> Activity
Find the string "earth" in the records. Copy every line it appears in.

(Record set Opens)

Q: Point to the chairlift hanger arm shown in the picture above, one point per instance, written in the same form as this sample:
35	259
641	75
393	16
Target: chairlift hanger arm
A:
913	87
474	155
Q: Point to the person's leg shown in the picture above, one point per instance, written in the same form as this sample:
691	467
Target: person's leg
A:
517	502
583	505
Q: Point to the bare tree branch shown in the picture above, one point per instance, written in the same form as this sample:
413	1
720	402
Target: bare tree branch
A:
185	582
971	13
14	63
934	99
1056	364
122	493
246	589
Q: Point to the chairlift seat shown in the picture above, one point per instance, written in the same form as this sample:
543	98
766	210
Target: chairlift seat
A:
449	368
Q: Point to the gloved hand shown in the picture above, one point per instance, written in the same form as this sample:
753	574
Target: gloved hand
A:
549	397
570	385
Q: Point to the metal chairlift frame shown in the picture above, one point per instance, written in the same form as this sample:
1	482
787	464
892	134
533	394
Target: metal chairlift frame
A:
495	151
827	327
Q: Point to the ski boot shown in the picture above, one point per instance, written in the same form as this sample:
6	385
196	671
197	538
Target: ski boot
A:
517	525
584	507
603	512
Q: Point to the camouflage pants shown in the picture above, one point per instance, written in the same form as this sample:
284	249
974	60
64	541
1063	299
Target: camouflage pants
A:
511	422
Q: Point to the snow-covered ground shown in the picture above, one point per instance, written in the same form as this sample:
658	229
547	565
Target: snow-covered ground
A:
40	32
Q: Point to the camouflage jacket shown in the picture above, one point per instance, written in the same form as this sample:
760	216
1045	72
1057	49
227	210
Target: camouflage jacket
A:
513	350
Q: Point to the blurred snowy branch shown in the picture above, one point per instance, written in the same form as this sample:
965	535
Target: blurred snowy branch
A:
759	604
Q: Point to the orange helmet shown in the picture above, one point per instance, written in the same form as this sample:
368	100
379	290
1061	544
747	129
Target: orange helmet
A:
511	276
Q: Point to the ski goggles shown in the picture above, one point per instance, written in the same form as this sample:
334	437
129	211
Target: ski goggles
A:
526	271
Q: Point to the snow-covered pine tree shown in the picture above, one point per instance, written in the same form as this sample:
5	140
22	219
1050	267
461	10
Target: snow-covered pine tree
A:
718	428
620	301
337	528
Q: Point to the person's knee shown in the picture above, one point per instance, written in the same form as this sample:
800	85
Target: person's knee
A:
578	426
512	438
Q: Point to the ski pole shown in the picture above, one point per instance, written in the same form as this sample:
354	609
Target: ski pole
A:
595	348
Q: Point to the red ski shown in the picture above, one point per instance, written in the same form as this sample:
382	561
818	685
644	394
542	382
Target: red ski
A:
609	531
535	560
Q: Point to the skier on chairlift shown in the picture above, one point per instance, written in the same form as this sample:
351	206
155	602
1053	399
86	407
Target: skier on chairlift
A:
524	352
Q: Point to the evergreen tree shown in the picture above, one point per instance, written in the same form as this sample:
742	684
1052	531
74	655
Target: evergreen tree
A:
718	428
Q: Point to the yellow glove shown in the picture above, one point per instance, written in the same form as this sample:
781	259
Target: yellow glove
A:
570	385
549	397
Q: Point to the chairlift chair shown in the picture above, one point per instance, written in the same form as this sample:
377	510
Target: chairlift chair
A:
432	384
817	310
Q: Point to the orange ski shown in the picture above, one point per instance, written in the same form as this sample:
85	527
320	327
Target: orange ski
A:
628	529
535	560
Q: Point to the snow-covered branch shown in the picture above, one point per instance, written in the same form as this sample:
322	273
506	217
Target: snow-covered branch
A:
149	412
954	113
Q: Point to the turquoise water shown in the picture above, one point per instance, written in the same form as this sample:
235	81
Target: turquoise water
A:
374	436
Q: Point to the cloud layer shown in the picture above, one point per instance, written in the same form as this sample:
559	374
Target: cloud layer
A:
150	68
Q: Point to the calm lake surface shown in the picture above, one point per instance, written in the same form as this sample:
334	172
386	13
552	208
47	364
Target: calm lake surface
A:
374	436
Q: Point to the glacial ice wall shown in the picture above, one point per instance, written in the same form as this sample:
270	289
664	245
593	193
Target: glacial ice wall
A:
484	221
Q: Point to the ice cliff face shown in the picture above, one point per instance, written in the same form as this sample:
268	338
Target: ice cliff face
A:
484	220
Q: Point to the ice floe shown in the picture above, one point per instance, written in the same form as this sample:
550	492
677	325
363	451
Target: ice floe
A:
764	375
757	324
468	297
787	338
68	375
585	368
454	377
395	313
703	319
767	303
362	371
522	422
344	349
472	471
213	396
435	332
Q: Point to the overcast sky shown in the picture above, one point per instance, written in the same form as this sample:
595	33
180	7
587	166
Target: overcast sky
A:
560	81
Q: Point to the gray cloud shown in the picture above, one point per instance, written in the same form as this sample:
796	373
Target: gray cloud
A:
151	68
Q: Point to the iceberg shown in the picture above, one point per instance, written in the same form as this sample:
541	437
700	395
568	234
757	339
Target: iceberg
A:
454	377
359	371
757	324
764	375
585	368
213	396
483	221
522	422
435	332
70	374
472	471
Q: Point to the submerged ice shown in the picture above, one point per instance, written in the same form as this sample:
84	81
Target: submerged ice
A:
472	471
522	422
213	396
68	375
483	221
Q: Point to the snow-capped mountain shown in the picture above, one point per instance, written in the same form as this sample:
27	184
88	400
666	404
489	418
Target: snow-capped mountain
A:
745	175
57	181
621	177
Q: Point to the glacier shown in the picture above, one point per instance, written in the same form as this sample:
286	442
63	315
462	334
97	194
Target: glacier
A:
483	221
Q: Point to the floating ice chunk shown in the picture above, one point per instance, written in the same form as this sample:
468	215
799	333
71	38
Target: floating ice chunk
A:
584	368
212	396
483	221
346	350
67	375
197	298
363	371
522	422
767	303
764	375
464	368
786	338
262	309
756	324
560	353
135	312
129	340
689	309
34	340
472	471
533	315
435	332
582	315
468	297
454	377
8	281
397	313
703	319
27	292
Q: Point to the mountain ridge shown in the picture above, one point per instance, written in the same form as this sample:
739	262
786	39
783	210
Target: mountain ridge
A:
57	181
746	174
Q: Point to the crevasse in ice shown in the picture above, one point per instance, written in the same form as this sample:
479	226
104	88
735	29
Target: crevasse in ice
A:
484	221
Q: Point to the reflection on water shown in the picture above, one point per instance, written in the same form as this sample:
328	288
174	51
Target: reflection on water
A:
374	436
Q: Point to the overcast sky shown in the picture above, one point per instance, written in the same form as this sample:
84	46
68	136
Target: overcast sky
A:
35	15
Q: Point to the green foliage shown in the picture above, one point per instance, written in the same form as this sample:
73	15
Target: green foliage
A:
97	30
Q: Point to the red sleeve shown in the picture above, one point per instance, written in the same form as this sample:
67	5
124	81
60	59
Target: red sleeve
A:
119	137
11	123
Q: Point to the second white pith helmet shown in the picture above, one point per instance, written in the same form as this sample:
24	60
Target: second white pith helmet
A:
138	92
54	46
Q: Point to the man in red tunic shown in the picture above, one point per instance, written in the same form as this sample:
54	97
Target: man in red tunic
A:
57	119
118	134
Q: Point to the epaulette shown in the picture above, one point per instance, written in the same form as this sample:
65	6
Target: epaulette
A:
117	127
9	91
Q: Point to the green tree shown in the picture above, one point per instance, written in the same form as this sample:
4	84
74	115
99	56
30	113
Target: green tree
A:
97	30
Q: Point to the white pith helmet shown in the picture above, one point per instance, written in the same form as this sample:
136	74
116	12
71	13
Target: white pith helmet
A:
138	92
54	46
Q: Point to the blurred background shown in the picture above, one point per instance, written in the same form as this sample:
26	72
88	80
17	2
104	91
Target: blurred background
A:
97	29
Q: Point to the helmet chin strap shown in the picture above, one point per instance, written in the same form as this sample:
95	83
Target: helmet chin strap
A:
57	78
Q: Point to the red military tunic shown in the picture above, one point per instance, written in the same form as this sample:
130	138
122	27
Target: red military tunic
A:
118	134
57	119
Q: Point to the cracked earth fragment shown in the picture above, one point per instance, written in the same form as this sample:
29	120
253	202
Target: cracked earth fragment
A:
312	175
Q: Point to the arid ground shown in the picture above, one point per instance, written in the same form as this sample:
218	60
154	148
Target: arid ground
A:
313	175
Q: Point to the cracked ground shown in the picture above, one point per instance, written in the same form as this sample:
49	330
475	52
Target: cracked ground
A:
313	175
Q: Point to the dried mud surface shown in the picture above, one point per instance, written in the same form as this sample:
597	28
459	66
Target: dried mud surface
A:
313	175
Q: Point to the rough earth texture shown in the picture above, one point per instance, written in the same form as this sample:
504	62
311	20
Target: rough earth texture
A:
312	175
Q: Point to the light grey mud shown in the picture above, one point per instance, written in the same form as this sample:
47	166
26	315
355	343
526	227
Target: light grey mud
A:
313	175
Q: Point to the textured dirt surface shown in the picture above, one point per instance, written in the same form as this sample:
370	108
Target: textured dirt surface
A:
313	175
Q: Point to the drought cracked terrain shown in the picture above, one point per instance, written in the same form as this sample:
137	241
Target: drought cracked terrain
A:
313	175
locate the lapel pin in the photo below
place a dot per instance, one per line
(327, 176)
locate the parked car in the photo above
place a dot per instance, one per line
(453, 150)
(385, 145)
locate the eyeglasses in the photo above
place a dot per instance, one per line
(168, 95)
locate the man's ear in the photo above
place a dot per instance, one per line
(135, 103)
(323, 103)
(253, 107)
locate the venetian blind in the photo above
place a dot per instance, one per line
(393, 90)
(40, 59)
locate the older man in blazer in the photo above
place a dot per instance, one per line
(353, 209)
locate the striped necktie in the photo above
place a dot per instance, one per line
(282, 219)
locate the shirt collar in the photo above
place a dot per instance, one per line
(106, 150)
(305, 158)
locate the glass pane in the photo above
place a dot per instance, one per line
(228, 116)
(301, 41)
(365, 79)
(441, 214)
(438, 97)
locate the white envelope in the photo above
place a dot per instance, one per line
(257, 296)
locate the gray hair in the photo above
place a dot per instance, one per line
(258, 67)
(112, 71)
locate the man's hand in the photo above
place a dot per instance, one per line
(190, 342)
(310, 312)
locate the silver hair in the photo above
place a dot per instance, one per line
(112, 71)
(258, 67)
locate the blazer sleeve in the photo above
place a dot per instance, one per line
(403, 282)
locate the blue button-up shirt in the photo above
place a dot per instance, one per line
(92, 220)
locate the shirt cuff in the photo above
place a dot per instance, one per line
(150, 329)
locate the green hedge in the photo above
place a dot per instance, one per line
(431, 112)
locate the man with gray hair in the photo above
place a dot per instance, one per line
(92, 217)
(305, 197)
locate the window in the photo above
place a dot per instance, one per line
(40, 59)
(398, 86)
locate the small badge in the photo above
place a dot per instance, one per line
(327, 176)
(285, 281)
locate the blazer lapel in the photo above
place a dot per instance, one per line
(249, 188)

(Record set Closes)

> Answer box
Q: Point to the cracked earth fragment shown in the picture above, one point per instance, written in the same form as this sample:
Target: cracked earth fragment
Q: Point to the rough earth texture shown in the picture above, one point per instance, written in the same form as this sample:
Target: rough earth texture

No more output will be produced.